START Records for the task

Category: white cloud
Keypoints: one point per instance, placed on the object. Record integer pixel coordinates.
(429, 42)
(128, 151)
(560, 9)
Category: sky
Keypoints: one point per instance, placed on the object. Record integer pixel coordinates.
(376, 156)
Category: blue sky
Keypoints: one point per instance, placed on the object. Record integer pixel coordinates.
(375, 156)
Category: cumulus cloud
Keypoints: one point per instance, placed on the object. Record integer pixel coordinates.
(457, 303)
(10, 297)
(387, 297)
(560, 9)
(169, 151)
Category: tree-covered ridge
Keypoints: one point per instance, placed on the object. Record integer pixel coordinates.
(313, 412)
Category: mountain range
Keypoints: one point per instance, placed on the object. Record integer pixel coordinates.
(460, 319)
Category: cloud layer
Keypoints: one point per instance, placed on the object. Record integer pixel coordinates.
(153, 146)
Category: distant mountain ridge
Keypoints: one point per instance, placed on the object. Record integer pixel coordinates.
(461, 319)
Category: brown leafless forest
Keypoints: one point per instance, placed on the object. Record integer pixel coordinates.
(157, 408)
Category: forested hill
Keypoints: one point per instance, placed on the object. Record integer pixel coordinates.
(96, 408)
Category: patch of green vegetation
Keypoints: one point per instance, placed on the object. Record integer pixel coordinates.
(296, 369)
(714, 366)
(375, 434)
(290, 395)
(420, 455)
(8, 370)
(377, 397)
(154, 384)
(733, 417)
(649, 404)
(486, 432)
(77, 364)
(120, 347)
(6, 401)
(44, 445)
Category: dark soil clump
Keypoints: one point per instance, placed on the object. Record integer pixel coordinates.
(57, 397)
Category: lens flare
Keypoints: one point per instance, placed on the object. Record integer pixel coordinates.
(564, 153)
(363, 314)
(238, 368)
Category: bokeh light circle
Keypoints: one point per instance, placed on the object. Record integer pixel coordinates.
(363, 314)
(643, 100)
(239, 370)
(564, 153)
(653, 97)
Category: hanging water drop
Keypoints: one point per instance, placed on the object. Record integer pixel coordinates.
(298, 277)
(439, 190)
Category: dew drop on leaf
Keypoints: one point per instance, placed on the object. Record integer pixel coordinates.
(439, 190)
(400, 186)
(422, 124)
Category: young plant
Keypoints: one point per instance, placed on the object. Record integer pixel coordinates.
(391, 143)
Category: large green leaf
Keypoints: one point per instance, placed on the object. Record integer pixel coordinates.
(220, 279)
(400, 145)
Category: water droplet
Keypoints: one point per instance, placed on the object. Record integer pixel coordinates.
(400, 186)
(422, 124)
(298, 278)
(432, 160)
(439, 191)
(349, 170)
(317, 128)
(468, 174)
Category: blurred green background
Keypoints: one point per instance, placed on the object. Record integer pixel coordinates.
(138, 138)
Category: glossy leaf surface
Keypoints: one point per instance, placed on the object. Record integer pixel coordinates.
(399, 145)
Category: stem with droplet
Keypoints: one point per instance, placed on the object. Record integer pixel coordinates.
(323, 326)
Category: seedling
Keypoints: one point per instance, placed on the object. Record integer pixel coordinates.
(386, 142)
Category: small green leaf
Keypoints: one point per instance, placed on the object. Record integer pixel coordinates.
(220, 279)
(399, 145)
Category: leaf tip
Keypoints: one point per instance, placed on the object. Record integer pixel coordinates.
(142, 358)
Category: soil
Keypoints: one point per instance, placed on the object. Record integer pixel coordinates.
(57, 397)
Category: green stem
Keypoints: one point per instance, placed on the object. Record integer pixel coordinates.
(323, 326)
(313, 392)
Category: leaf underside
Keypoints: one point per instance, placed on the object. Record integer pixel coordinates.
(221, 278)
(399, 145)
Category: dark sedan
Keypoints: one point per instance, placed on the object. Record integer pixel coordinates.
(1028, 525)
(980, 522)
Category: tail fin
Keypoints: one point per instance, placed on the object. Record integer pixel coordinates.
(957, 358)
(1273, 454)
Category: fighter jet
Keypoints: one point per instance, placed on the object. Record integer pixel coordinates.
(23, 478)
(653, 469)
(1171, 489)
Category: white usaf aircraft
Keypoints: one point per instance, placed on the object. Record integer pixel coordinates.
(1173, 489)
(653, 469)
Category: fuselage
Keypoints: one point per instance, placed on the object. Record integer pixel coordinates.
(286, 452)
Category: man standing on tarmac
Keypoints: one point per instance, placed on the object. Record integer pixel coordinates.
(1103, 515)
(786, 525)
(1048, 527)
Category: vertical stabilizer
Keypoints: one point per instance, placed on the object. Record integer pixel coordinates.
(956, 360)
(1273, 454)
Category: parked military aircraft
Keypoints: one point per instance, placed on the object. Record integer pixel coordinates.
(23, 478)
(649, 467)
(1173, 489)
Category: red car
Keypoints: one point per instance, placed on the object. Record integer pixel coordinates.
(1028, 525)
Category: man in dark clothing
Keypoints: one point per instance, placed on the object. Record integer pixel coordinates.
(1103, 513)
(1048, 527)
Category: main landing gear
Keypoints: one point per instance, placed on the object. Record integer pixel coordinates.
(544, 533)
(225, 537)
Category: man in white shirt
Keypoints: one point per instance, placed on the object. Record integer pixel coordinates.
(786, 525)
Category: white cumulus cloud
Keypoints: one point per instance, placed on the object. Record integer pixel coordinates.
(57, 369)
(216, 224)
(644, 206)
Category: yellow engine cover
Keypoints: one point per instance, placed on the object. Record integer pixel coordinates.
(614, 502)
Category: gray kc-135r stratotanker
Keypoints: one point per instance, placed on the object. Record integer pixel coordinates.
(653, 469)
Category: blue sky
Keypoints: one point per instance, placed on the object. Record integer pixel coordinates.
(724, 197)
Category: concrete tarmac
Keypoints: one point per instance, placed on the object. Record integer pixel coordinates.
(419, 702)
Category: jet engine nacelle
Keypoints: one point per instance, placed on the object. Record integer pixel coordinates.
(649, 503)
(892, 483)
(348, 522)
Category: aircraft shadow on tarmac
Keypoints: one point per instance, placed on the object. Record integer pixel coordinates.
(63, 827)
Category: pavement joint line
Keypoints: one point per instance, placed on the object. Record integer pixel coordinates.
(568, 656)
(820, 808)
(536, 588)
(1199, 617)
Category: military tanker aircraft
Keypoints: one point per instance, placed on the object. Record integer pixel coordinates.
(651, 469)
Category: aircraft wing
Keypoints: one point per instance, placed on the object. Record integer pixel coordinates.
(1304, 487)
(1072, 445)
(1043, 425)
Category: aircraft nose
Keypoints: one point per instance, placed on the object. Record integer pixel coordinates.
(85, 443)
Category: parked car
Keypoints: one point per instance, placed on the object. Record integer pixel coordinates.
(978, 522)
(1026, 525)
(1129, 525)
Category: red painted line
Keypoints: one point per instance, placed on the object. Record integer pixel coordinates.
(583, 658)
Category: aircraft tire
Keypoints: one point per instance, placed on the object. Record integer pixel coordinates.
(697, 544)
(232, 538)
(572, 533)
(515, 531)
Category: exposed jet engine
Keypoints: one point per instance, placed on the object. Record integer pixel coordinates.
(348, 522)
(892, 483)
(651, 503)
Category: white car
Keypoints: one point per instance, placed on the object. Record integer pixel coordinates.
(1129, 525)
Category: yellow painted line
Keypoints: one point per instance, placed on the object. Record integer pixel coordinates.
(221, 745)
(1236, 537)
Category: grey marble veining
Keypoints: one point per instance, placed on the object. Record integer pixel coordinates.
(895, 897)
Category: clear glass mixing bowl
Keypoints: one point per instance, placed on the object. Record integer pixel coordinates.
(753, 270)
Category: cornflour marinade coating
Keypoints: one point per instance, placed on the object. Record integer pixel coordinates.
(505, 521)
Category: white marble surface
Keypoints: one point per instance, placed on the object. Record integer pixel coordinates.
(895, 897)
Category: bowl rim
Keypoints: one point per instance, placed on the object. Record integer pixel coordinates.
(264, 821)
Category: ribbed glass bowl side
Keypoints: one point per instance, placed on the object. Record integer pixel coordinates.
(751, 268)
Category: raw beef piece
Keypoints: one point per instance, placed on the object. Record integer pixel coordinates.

END Records for the task

Please render the lines of the records that begin at the line containing "Category: pavement joint line" and end with the line containing "(1043, 425)" as a JSON list of strings, one string per line and no blank lines.

Answer
[
  "Category: pavement joint line",
  "Keypoints: one point per instance, placed on the object. Record integer pixel coordinates.",
  "(568, 656)",
  "(820, 808)",
  "(536, 588)",
  "(1199, 617)",
  "Category: military tanker aircraft",
  "Keypoints: one point per instance, placed on the object. Record integer pixel coordinates.",
  "(651, 469)",
  "Category: aircraft wing",
  "Keypoints: one point per instance, placed on the object. Record integer pixel coordinates.",
  "(1304, 487)",
  "(1072, 445)",
  "(1043, 425)"
]